Task:
Your job is to retype all of the data word for word, leaving every image out.

Segmentation dataset records:

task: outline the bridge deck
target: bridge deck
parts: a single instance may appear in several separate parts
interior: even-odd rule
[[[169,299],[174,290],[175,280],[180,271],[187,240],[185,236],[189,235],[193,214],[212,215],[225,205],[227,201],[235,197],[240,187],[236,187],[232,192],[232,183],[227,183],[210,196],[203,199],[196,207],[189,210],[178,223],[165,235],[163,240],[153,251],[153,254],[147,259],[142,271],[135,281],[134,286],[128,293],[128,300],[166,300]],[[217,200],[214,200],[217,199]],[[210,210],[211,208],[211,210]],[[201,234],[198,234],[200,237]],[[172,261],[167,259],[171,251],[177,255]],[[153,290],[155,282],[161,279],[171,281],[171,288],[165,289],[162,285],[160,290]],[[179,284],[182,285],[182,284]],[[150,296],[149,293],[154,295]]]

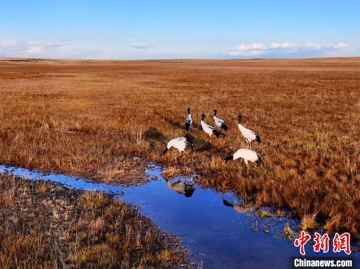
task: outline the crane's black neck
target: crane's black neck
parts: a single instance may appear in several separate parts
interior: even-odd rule
[[[226,162],[228,161],[231,161],[231,160],[233,160],[233,159],[234,159],[233,156],[232,155],[231,155],[231,156],[228,156],[227,157],[225,157],[225,158],[224,159],[224,161],[225,162]]]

Correct response:
task: outline the bridge deck
target: bridge deck
parts: a single instance may appear in several separate parts
interior: even-odd rule
[[[169,299],[174,290],[175,280],[180,271],[187,240],[185,236],[189,235],[193,214],[212,215],[225,205],[227,201],[235,197],[240,187],[236,187],[232,192],[232,183],[227,183],[210,196],[203,199],[196,207],[189,210],[178,223],[165,235],[163,240],[153,251],[153,254],[147,259],[142,271],[135,281],[134,286],[128,293],[128,300],[166,300]],[[217,200],[214,200],[217,199]],[[210,210],[211,208],[211,210]],[[201,234],[198,234],[200,237]],[[172,261],[167,259],[171,251],[177,255]],[[153,290],[155,282],[161,279],[171,281],[171,288],[165,289],[162,285],[160,290]],[[179,284],[182,285],[182,284]],[[150,296],[149,293],[154,295]]]

task: outline the crane's black neck
target: crane's black neck
parts: a single instance may appear in several separate parts
interior: even-odd rule
[[[226,162],[228,161],[231,161],[231,160],[233,160],[233,159],[234,159],[233,156],[232,155],[231,155],[231,156],[228,156],[227,157],[225,157],[225,158],[224,159],[224,161],[225,162]]]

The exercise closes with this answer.